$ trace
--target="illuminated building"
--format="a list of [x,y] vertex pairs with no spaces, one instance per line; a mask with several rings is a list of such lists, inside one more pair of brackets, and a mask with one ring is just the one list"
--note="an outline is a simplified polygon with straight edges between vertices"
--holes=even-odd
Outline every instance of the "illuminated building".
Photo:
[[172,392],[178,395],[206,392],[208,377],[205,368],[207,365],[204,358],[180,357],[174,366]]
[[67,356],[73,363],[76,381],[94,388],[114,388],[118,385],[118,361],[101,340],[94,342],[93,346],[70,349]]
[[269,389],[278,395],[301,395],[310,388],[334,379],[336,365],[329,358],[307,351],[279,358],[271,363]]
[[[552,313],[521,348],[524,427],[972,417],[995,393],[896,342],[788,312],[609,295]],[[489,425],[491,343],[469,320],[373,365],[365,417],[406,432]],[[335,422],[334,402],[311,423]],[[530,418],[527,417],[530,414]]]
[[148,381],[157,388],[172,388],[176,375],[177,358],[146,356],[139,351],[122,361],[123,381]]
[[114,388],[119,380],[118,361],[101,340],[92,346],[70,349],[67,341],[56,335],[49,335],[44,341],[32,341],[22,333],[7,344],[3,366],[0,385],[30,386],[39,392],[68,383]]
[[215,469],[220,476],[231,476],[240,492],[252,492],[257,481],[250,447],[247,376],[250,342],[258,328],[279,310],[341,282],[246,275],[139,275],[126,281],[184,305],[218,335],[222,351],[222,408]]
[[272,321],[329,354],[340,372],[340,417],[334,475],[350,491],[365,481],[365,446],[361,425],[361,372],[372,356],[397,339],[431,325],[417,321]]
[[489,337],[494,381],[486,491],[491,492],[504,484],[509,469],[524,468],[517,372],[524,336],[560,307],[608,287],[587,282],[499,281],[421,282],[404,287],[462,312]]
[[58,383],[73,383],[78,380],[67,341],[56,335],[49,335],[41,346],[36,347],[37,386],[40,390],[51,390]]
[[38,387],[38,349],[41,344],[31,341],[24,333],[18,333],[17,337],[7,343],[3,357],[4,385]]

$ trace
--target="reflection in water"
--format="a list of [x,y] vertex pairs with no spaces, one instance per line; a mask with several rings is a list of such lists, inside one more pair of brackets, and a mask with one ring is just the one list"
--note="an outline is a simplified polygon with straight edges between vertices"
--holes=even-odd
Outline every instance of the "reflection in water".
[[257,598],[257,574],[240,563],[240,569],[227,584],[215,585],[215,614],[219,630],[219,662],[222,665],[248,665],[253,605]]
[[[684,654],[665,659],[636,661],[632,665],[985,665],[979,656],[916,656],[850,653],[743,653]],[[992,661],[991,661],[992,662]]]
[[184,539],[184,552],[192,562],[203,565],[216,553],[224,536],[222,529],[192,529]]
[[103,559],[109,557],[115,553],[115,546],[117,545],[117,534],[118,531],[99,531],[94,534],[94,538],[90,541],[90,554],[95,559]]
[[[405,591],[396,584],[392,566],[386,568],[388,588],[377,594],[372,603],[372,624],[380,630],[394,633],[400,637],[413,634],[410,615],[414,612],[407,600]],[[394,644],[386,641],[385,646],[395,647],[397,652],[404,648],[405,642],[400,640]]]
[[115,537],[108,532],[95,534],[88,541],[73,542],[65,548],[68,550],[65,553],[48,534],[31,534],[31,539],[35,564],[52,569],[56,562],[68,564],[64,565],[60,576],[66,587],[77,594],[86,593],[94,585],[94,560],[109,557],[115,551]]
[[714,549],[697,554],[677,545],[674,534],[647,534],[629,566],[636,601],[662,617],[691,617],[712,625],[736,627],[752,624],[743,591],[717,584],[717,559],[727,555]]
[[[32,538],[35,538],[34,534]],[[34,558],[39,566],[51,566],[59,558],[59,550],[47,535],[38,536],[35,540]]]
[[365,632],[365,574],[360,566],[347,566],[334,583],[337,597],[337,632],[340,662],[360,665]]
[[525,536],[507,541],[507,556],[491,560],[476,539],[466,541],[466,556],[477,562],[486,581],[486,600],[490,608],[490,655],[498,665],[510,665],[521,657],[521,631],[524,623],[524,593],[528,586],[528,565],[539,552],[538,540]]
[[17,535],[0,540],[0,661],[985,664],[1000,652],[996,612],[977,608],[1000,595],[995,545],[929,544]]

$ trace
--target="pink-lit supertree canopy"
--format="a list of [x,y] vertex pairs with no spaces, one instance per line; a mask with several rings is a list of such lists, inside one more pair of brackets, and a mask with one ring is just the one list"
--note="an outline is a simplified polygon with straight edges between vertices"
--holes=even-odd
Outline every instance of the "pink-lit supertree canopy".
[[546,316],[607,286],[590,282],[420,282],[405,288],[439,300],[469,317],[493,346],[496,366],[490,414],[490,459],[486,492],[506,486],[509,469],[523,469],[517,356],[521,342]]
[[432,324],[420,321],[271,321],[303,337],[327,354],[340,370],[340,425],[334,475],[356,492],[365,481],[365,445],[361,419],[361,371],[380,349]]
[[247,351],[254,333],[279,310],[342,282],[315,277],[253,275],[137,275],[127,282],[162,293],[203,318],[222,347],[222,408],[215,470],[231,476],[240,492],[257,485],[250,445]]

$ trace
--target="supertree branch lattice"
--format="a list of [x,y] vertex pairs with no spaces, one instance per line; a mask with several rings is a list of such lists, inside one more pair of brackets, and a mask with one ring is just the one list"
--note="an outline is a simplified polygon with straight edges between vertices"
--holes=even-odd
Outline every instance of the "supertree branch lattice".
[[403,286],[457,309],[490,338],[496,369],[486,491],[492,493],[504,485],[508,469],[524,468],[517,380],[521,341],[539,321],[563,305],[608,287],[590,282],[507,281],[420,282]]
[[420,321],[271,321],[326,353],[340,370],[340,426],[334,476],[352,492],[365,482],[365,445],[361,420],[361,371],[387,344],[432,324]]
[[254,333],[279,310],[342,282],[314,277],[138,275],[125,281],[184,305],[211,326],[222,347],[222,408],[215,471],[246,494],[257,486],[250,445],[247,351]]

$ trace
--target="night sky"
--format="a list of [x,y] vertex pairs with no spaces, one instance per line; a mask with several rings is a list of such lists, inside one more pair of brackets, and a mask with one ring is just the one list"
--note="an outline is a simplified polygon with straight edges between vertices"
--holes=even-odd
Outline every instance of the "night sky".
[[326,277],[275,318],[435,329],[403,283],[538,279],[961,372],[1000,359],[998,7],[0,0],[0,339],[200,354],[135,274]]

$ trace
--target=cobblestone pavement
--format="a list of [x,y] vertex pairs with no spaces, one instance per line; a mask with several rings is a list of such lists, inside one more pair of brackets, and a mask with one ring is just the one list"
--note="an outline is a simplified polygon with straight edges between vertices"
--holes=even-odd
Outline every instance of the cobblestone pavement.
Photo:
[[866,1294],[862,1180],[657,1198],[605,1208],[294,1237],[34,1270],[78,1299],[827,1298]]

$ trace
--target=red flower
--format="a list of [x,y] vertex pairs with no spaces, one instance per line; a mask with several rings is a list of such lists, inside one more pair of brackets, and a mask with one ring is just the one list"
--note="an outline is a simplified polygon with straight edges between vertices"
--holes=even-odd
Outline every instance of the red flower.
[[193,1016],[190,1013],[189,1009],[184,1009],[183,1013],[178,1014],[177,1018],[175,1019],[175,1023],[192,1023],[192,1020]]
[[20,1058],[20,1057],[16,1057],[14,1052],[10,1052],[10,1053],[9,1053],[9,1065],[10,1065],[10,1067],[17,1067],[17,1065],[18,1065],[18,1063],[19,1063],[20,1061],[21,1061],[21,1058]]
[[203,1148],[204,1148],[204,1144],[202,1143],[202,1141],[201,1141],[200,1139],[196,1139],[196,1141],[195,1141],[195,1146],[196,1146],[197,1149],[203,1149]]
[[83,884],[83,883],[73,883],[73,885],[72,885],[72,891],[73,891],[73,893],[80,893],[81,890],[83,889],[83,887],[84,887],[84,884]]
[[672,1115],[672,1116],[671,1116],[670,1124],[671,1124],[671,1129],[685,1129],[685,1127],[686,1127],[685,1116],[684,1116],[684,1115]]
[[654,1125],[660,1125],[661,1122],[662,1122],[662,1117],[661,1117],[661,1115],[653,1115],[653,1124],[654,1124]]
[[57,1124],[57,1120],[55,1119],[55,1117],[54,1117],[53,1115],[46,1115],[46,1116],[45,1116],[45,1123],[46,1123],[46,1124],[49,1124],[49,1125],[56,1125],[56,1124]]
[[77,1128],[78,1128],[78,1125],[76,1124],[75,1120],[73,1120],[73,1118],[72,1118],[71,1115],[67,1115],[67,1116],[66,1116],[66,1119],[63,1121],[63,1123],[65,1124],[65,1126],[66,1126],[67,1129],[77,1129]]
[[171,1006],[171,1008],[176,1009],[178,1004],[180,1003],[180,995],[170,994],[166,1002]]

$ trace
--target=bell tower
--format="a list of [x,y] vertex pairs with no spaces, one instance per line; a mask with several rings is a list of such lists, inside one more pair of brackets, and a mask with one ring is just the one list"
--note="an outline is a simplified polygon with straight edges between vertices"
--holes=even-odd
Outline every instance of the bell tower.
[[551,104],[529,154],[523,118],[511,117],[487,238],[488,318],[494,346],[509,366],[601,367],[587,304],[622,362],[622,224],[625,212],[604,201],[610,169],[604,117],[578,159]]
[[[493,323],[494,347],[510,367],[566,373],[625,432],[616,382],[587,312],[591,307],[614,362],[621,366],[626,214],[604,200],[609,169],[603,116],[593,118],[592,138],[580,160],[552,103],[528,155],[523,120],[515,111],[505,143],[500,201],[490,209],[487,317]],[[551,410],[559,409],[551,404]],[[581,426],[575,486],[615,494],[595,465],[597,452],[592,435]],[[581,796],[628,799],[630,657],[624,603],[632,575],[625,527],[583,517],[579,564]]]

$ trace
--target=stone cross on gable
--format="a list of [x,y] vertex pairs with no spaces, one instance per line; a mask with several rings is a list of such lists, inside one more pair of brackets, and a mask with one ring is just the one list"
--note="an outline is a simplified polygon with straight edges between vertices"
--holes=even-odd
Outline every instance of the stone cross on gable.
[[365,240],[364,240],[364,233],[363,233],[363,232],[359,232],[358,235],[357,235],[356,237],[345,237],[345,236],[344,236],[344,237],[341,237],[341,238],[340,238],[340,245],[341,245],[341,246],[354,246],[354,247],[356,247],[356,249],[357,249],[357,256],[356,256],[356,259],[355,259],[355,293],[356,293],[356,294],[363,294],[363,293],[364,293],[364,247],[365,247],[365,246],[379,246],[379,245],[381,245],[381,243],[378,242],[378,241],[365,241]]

━━━━━━━━━━━━━━━━━━━━

■ Try it:
Sift the data above for lines with "pavement", then copy each one.

■ Completed task:
--target=cobblestone pavement
Outline every instance of the cobblestone pavement.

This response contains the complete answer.